Veryfing ODE for complicated y(t)


by rdioface
Tags: complicated, veryfing
rdioface
rdioface is offline
#1
Jan28-12, 01:48 PM
P: 11
1. The problem statement, all variables and given/known data
For the differential equation, verify (by differentiation and substitution) that the given function y(t) is a solution.


2. Relevant equations
[itex] y' - 4ty = 1 [/itex]

[itex] y(t) = \int_{0}^{t} e^{-2(s^{2}-t^{2})} ds[/itex]

3. The attempt at a solution
I attempted to take [itex]\frac{d}{dt}[/itex] of y(t) as usual but
1. if I do not try bringing the [itex]\frac{d}{dt}[/itex] inside the integral I can do nothing because there is no elementary antiderivative of y(t).

Recorded data ▸
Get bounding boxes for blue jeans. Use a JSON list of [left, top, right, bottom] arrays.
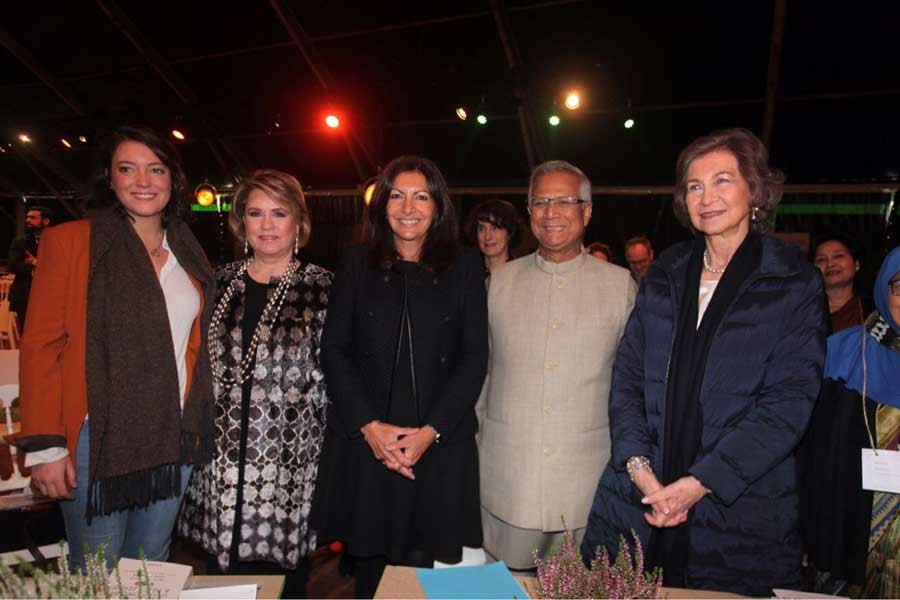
[[59, 421, 191, 570]]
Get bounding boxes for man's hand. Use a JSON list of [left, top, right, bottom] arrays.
[[31, 456, 78, 500]]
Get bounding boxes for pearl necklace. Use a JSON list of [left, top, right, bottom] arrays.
[[208, 258, 300, 386], [703, 250, 728, 273]]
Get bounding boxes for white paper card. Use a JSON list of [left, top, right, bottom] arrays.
[[772, 588, 847, 600], [863, 448, 900, 494], [179, 583, 256, 600]]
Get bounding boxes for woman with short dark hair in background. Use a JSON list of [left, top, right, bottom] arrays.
[[17, 127, 215, 568], [313, 156, 488, 598], [582, 129, 825, 596], [179, 170, 332, 598], [466, 200, 522, 276], [813, 234, 874, 333]]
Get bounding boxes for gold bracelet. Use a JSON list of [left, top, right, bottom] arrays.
[[625, 456, 653, 483]]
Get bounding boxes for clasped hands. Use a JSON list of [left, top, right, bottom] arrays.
[[360, 420, 436, 479], [634, 469, 709, 527], [31, 456, 77, 500]]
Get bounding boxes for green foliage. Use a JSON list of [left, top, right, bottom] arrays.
[[532, 520, 662, 598], [0, 542, 160, 600]]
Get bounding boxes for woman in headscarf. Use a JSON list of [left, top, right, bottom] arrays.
[[803, 248, 900, 598], [582, 129, 825, 596]]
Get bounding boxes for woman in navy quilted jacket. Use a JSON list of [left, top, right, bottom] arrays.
[[582, 129, 826, 596]]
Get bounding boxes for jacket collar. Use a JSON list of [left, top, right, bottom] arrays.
[[534, 251, 587, 275], [90, 208, 213, 288]]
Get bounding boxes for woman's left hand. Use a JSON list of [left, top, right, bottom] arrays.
[[387, 427, 436, 467], [641, 475, 709, 527]]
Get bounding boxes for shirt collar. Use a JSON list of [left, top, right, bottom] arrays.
[[534, 251, 587, 275]]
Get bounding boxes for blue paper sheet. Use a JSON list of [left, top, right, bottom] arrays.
[[416, 561, 528, 600]]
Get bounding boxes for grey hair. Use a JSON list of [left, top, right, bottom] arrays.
[[528, 160, 591, 204]]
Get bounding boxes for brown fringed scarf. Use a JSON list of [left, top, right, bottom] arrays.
[[85, 210, 215, 522]]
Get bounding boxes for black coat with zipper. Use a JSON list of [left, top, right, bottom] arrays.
[[312, 246, 488, 560]]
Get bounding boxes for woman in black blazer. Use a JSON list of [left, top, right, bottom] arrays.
[[313, 156, 488, 598]]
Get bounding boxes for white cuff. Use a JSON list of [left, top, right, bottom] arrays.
[[25, 446, 69, 467]]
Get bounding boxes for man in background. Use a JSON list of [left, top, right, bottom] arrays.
[[625, 235, 653, 285], [9, 206, 53, 330]]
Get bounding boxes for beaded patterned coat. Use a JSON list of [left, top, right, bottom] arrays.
[[178, 262, 333, 569]]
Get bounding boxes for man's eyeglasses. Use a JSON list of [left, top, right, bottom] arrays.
[[528, 196, 587, 210]]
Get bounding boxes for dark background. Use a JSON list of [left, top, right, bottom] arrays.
[[0, 0, 900, 268]]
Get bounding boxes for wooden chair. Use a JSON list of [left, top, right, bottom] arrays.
[[0, 383, 31, 492], [0, 300, 19, 350]]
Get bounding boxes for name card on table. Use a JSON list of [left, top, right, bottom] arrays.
[[862, 448, 900, 494]]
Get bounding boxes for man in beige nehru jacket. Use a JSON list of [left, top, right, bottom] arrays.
[[479, 161, 636, 569]]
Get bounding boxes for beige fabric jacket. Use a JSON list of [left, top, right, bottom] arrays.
[[479, 253, 636, 531]]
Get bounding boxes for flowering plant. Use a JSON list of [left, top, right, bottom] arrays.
[[0, 542, 160, 599], [532, 521, 662, 598]]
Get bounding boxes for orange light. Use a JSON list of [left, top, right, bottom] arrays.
[[565, 92, 581, 110], [194, 183, 216, 206], [363, 181, 375, 206]]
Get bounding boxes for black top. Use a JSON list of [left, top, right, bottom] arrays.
[[311, 247, 487, 566], [230, 273, 270, 565], [798, 379, 877, 585]]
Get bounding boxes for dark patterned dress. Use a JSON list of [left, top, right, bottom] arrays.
[[178, 262, 333, 571]]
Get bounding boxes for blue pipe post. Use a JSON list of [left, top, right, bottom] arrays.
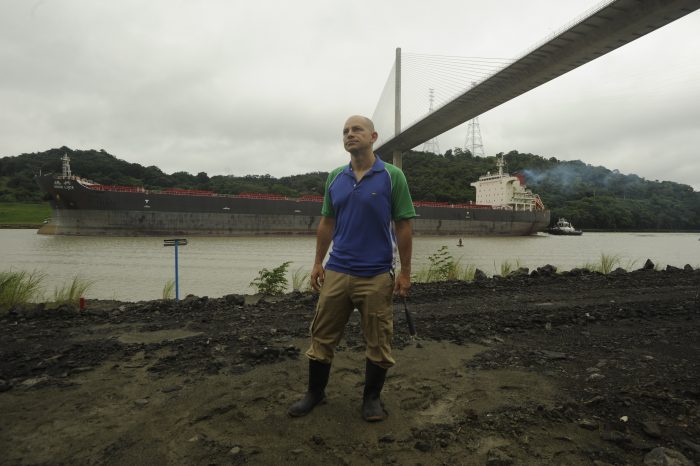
[[163, 238, 187, 302], [175, 239, 180, 302]]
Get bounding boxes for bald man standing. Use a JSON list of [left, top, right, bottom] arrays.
[[288, 115, 416, 422]]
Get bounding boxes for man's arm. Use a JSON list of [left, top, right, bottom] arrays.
[[394, 219, 413, 296], [310, 216, 335, 291]]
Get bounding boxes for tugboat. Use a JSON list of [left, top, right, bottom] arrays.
[[547, 217, 583, 236]]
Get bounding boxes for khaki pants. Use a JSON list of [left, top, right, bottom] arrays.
[[306, 270, 395, 369]]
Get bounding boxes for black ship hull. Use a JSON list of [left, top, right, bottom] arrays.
[[37, 175, 550, 236]]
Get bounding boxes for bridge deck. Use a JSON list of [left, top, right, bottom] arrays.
[[376, 0, 700, 158]]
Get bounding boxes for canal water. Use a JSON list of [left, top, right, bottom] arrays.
[[0, 229, 700, 301]]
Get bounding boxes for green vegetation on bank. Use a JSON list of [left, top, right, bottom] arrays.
[[0, 202, 51, 225], [0, 147, 700, 231], [0, 270, 94, 311]]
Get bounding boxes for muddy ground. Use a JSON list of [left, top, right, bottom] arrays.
[[0, 266, 700, 466]]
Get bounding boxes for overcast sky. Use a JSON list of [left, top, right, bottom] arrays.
[[0, 0, 700, 190]]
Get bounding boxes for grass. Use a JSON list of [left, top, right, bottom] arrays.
[[0, 202, 51, 225], [581, 253, 640, 275], [292, 267, 311, 291], [493, 259, 522, 277], [163, 280, 175, 300], [53, 275, 94, 304], [0, 271, 46, 310]]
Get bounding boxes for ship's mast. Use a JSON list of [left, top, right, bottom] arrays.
[[61, 154, 71, 178]]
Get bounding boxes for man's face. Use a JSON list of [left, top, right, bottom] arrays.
[[343, 117, 377, 155]]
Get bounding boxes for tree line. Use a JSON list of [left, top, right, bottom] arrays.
[[0, 147, 700, 231]]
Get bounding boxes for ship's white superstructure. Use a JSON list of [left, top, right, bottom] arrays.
[[471, 156, 544, 211]]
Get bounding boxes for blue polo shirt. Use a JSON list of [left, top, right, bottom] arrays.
[[321, 157, 416, 277]]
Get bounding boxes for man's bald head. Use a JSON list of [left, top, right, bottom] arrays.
[[343, 115, 377, 158], [345, 115, 374, 133]]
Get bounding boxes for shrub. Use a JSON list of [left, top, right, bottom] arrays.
[[0, 271, 46, 310], [163, 280, 175, 299], [53, 275, 94, 305], [292, 267, 311, 291], [250, 261, 291, 295]]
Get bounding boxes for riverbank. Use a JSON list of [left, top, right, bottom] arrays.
[[0, 266, 700, 466]]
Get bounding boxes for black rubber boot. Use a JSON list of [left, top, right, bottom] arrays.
[[362, 359, 386, 422], [287, 359, 331, 417]]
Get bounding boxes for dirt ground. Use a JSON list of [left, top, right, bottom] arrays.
[[0, 266, 700, 466]]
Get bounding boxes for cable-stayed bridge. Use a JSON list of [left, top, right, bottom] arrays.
[[375, 0, 700, 166]]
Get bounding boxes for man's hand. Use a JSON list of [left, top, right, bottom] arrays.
[[310, 264, 326, 291], [394, 272, 411, 298]]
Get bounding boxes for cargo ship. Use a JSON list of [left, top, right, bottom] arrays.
[[36, 155, 550, 236]]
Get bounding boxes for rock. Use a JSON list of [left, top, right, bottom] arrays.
[[21, 375, 49, 388], [600, 430, 630, 444], [160, 385, 182, 393], [474, 269, 489, 282], [508, 267, 530, 278], [224, 294, 245, 306], [642, 421, 661, 438], [532, 264, 557, 277], [644, 447, 693, 466], [486, 448, 513, 466], [540, 350, 567, 360], [578, 419, 598, 430], [683, 440, 700, 454], [413, 440, 432, 453]]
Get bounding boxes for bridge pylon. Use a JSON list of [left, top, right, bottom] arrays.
[[423, 89, 440, 154]]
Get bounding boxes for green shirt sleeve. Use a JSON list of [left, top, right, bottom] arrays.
[[385, 162, 416, 220], [321, 166, 345, 218]]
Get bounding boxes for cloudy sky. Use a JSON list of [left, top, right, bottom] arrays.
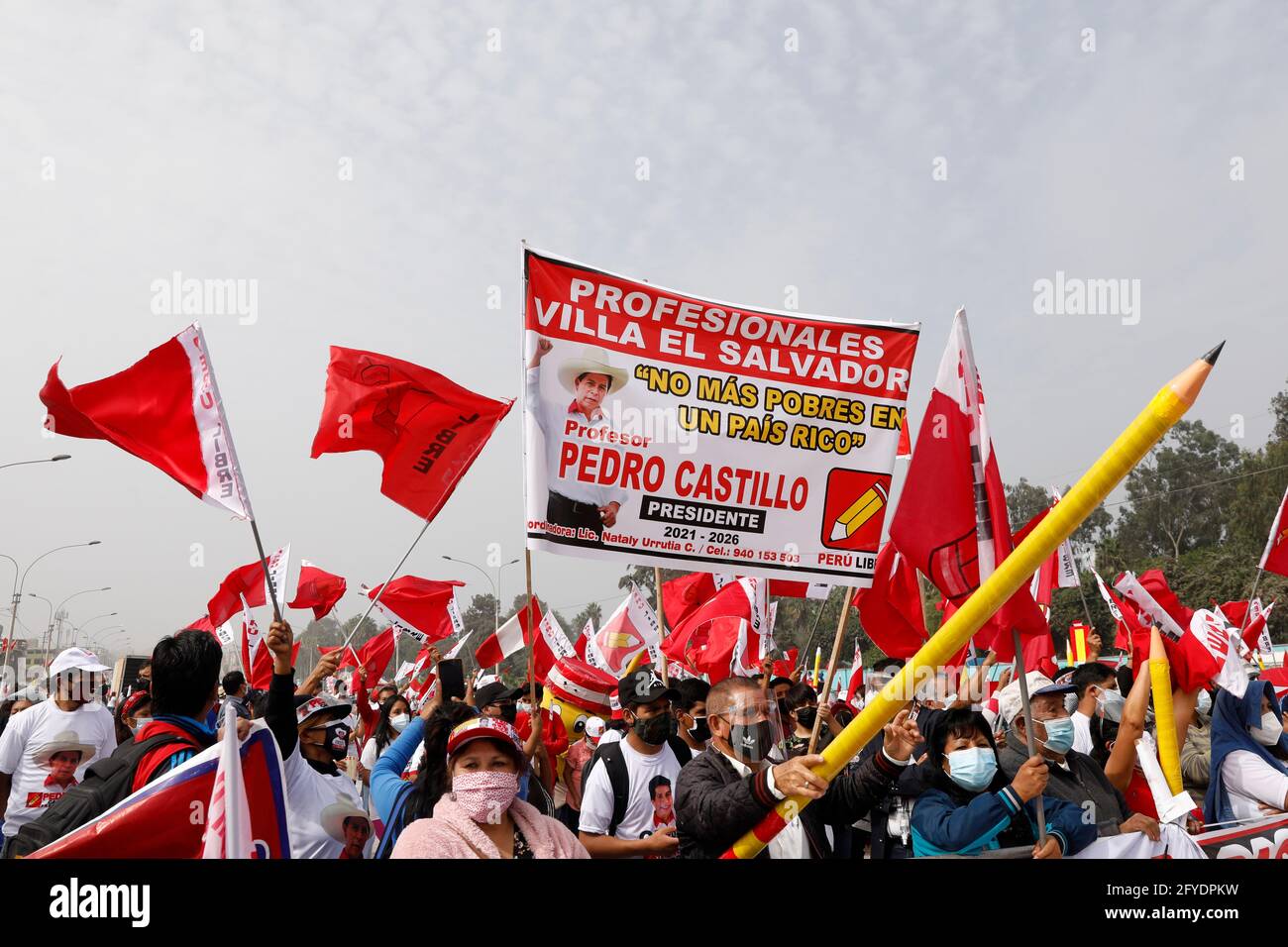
[[0, 0, 1288, 665]]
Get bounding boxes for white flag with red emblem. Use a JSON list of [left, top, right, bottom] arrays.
[[577, 582, 661, 678], [1181, 608, 1248, 697], [201, 702, 254, 858]]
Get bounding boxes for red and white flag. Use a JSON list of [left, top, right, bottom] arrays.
[[288, 559, 348, 621], [474, 595, 541, 668], [890, 309, 1048, 661], [1259, 489, 1288, 576], [850, 543, 930, 657], [577, 582, 670, 678], [364, 576, 465, 644], [1181, 608, 1248, 697], [1091, 570, 1132, 651], [206, 544, 291, 627], [312, 346, 514, 519], [40, 322, 255, 517], [201, 703, 255, 858]]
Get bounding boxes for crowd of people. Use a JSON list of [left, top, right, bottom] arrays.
[[0, 621, 1288, 860]]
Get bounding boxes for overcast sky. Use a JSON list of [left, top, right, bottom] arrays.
[[0, 0, 1288, 665]]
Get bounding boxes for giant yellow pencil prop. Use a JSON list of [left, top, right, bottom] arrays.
[[1149, 627, 1182, 796], [722, 342, 1225, 858]]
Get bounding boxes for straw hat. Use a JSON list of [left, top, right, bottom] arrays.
[[559, 346, 630, 394]]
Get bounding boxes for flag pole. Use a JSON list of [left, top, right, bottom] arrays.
[[653, 566, 671, 686], [808, 587, 854, 753], [340, 519, 429, 656], [523, 546, 538, 716], [250, 517, 282, 621], [802, 588, 845, 668], [1012, 627, 1046, 848]]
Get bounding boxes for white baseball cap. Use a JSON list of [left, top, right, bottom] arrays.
[[49, 648, 110, 681]]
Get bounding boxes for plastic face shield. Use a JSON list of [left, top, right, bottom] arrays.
[[707, 686, 786, 766]]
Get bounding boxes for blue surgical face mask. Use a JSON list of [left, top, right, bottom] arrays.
[[1037, 716, 1073, 756], [948, 746, 997, 792]]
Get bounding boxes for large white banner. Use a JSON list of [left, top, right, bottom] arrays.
[[523, 250, 918, 586]]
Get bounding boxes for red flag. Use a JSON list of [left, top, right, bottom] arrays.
[[773, 648, 802, 678], [368, 576, 465, 644], [206, 562, 268, 627], [40, 322, 254, 517], [890, 310, 1047, 660], [662, 573, 716, 629], [1259, 489, 1288, 576], [246, 642, 300, 690], [474, 595, 541, 668], [769, 579, 832, 599], [342, 626, 394, 690], [287, 559, 348, 621], [850, 543, 928, 657], [312, 346, 514, 519]]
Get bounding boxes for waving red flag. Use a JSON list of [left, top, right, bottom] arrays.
[[287, 559, 348, 621], [40, 322, 254, 517], [662, 573, 716, 629], [851, 543, 928, 657], [890, 310, 1048, 661], [312, 346, 514, 519], [206, 562, 268, 627], [366, 576, 465, 644]]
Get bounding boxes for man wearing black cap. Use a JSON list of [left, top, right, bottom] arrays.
[[579, 669, 680, 858]]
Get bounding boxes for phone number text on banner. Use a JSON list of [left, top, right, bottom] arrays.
[[523, 250, 918, 586]]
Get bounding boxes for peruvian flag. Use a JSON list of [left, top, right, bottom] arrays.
[[850, 543, 930, 657], [288, 559, 348, 621], [201, 705, 251, 858], [664, 576, 768, 684], [206, 544, 291, 627], [890, 309, 1047, 660], [577, 582, 664, 678], [729, 579, 778, 678], [312, 346, 514, 519], [1180, 608, 1248, 697], [532, 611, 577, 685], [365, 576, 465, 644], [1259, 489, 1288, 576], [845, 638, 863, 712], [1243, 599, 1275, 657], [40, 322, 255, 517], [474, 595, 541, 668], [662, 573, 717, 629]]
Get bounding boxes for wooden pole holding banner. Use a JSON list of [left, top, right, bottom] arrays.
[[340, 519, 429, 655], [523, 548, 541, 710], [250, 519, 286, 621], [653, 566, 671, 686], [1012, 627, 1046, 848], [808, 588, 854, 753], [722, 343, 1225, 858]]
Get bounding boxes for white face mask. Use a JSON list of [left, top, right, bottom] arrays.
[[1248, 710, 1284, 746]]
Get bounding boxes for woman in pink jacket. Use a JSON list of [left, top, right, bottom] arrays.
[[390, 716, 590, 858]]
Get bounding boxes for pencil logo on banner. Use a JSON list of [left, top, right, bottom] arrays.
[[820, 468, 890, 553]]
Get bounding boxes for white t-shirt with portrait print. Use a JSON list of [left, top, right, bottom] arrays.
[[579, 740, 680, 855], [0, 699, 116, 839]]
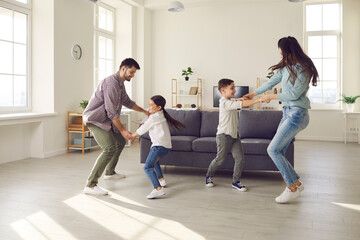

Written instruction A ▸
According to the forum post on verifying an ODE solution, by what means should the function y(t) be verified as a solution?
Written instruction B ▸
List the numbered section headings in the forum post on verifying an ODE solution.
Written instruction C ▸
Carry the forum post on verifying an ODE solution forward from its last sentence.
The records were taken from a different source than the text.

Task answer A ▸
By differentiation and substitution.

Task answer B ▸
1. The problem statement, all variables and given/known data
2. Relevant equations
3. The attempt at a solution

Task answer C ▸
2. if I do bring the [itex]\frac{d}{dt}[/itex] inside the integral, I can use the chain rule to get
[itex] y(t) = (-2) \int_{0}^{t} (-2t) e^{-2(s^{2}-t^{2})} ds[/itex]
but since my variable of integration is ds not dt, this doesn't allow me to use a u-substitution as I had hoped nor can I think of a way to relate ds and dt.

More or less I do not know how to take [itex]\frac{d}{dt}[/itex] of y(t) and I do not know any other ways to solve the problem.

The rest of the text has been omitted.